### EXERCISE BRIEF
Filter the entries below down to the lines that hold "conveyor".

+ + + +

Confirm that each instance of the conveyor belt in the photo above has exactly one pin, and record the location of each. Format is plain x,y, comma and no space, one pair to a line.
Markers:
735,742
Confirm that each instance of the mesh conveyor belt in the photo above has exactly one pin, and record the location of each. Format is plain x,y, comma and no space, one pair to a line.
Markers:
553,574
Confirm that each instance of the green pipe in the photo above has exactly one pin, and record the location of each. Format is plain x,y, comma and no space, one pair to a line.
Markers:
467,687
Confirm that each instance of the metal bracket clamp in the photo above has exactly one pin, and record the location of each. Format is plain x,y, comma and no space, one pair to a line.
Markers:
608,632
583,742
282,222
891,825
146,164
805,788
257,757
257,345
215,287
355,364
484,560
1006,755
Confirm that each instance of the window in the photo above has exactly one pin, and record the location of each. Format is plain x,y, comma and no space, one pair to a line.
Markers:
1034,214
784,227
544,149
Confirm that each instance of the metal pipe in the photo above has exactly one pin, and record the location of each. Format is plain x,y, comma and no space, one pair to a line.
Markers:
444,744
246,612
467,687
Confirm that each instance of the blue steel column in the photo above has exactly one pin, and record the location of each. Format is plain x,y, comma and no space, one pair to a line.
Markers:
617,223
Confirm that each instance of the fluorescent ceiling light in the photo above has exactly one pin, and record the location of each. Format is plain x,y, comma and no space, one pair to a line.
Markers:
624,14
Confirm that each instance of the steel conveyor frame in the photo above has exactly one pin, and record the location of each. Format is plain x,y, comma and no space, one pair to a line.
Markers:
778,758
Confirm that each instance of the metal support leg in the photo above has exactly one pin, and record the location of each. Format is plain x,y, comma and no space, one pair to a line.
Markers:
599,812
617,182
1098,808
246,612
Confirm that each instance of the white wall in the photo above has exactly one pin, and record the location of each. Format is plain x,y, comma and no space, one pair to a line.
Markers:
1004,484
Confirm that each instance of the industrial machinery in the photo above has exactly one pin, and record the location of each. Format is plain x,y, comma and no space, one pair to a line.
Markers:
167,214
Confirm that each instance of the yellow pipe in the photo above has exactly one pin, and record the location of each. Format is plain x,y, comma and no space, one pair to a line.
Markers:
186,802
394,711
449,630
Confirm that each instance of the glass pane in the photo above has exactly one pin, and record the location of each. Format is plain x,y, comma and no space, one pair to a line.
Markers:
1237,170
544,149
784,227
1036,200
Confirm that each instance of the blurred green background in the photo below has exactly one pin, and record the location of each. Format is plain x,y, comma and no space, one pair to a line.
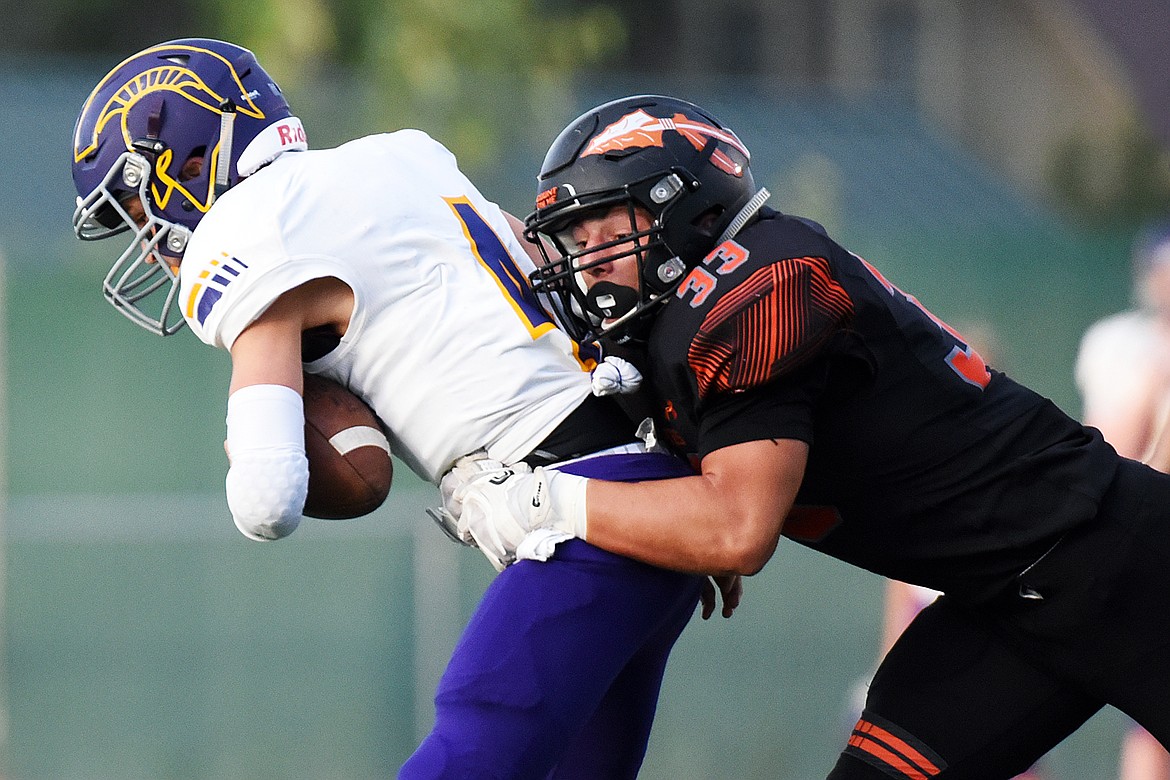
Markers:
143,637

+ + + +

### SOLUTION TO THE PROBLEM
Confirm that each instance of the conveyor belt in the photo above has exactly one pin, and record the location of each. Format is plain x,y, comma and no space, one pair to a line.
Confirm that each instance of the mesh conveyor belt in the photo above has exactly one pin, and record the location of each. Format is plain x,y, comma and no space, one pair to a line.
Confirm that each instance of the steel conveyor frame in the photo above has exactly one pin, and record the location of each. Format is plain x,y, comma and no space, one pair to a line.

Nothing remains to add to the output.